Problem to solve
Retype the listing below exactly, pictures removed.

[Records supplied]

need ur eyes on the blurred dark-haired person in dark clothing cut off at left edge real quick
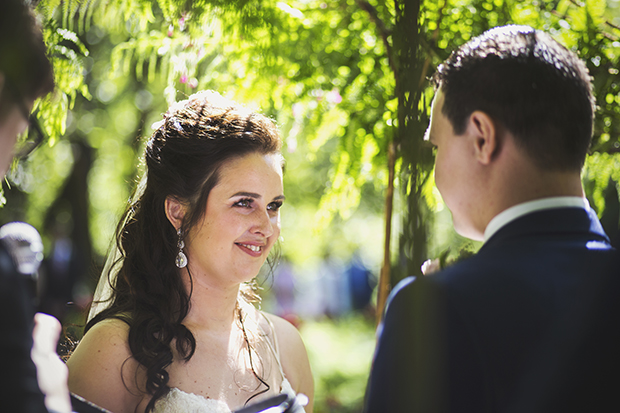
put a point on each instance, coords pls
(32, 377)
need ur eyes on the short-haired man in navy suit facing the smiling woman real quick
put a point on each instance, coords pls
(511, 123)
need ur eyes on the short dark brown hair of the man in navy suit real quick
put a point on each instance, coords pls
(529, 83)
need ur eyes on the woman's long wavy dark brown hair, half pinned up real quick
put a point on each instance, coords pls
(183, 157)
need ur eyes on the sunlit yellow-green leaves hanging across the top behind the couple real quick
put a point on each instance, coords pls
(322, 69)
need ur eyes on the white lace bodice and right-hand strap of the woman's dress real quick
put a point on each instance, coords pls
(178, 401)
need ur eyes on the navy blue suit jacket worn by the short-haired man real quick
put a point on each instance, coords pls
(469, 338)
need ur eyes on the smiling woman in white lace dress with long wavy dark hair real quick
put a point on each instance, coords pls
(176, 330)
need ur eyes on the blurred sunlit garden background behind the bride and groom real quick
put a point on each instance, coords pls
(347, 83)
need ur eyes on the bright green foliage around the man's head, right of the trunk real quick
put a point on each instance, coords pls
(585, 27)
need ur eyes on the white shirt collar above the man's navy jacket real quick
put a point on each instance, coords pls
(519, 210)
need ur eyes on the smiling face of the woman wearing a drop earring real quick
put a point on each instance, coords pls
(241, 223)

[/Records supplied]

Your response
need ur eyes on the blurred dark-haired person in dark clothing cut off at left edge real quick
put a point on each instance, coords pls
(32, 377)
need ur eyes on the short-haired man in navy suit facing the smiling woman real quick
put a point on each instance, coords pls
(511, 123)
need ur eyes on the short dark brown hair of the man in navy suit real quick
put a point on each instance, coords pls
(529, 83)
need ur eyes on the woman's long wavy dark brown hair, half pinned up real quick
put a point on each instance, coords pls
(183, 157)
need ur eyes on the sunlit yellow-green leaves hanging across the top behind the couple real quick
put a point on each instance, coords pls
(322, 69)
need ur eyes on the white lace bodice and right-hand strap of the woman's dress real quick
put a point on each instance, coords pls
(178, 401)
need ur eyes on the navy blue suit jacket worn by the short-haired man real quick
put a point on each instance, coords pls
(469, 338)
need ur eyes on the smiling woman in white lace dress with long wavy dark hair real quick
put a point on each instance, coords pls
(176, 330)
need ur eyes on the blurred sunlit garden background behind the bride and groom real quick
put a point on each instance, coords pls
(347, 83)
need ur eyes on the bright green foliage around the man's head, right of the trunk real quick
put a point on each instance, coords pls
(585, 27)
need ur eyes on the white shirt collar above the man's navy jacket real quick
put a point on each instance, coords pls
(519, 210)
need ur eyes on the smiling face of the woman wearing a drop earring real quick
put a point on each instance, coords pls
(241, 223)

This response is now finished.